* _EXTRACTED RECORDS_
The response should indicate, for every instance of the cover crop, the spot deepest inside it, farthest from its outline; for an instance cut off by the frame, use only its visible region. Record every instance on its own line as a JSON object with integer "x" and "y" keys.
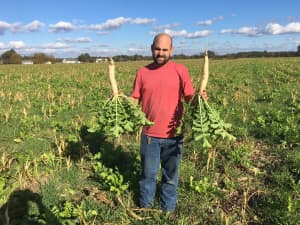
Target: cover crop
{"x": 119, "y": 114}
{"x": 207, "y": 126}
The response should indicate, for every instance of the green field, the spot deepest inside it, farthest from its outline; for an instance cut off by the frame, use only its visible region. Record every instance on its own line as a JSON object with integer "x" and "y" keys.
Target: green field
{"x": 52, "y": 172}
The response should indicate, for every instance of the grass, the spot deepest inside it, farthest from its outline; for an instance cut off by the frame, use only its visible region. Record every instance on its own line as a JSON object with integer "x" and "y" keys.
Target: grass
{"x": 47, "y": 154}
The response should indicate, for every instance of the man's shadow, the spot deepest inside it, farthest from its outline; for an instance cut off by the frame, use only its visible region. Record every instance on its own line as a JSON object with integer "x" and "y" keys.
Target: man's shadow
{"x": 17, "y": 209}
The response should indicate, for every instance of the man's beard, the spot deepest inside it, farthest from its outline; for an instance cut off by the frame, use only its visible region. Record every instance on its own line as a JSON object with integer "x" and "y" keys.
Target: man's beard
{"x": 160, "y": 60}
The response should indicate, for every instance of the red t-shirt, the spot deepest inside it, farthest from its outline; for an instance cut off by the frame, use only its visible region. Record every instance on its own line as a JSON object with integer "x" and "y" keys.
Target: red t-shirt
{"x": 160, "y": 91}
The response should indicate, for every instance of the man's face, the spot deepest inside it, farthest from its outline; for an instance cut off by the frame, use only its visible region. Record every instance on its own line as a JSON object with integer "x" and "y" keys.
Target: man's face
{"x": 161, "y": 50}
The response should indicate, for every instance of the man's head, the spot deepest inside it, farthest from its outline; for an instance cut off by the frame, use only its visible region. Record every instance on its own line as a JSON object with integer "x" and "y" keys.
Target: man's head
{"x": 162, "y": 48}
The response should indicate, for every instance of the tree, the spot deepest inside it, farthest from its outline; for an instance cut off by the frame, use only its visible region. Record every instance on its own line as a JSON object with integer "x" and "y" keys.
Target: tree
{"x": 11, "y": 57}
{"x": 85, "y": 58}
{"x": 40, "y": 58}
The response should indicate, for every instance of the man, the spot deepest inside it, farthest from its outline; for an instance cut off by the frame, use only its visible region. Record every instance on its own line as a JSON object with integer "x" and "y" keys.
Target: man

* _WHAT THIS TASK INVOLVES_
Write out the material above again, word for word, minus its pictures.

* _ANSWER TO THE PROBLEM_
The response should indicate, for every instance of the cover crop, the spot deepest inside it, farthest from its outline; for an instance cut off by the frame, use only its visible region. Record every instance on its own line as a JSON object with integer "x" and "y" keys.
Target: cover crop
{"x": 119, "y": 114}
{"x": 207, "y": 126}
The response should indicate, for every instance of the green field, the spot deepest inside it, farthest from its outline; for an instance cut off by the frame, use only its visible region. Record every instance on its own line as a JSON object with integer "x" and "y" keys.
Target: green field
{"x": 52, "y": 172}
The response should indicate, for every instance of the grass, the spot deepest inside it, farthest from its outline; for an instance cut off by the frame, use only its visible region. Record every instance on its own line as a JSON object with integer "x" and "y" keys.
Target: grass
{"x": 47, "y": 154}
The response should indicate, for every instance of the man's shadow, the spot deepest inside it, farthest from its outline; for an instance cut off by the frame, use only its visible region. Record every instance on its own line as a JSON object with integer "x" and "y" keys.
Target: man's shadow
{"x": 17, "y": 209}
The response should indicate, for every instance of the man's beard, the spot deepest inside it, farthest from its outline; for an instance cut off by the frame, use only its visible region. Record every instance on its own line as a JSON object with integer "x" and "y" keys.
Target: man's beard
{"x": 160, "y": 60}
The response should indicate, for every instance of the red t-shirt, the spot deepest inside it, farthest from its outline; for an instance cut off by the frame, use only its visible region. Record every instance on its own line as a JSON object with integer "x" and "y" keys.
Target: red t-shirt
{"x": 160, "y": 91}
The response should indicate, for every instance of the man's face, the spot deepest inside it, farthest from its outline; for an instance cut off by the frame, use only its visible region. Record every instance on its own line as a JSON object with integer "x" and "y" keys.
Target: man's face
{"x": 161, "y": 50}
The response should indicate, for every instance of the man's head, the spot deepest inside it, farthest from its outline; for an instance cut off by the frame, use only its visible region. Record every instance on its own line as a JSON object with integer "x" and "y" keys.
Target: man's head
{"x": 162, "y": 48}
The response should indicate, for every instance of the tree, the spot deepest inside it, farthest from its outline; for an instance cut off by the frame, use only its visible region. Record every instance on its own line as a JSON object with integer "x" and "y" keys.
Target: tree
{"x": 11, "y": 57}
{"x": 85, "y": 58}
{"x": 40, "y": 58}
The response should indicate, for every instance of the man, the spot deepest inside it, farthest from its outline; for an instance cut off by the frame, use only its visible region. Record every instance on its own line as a JSON object with integer "x" and "y" keys.
Target: man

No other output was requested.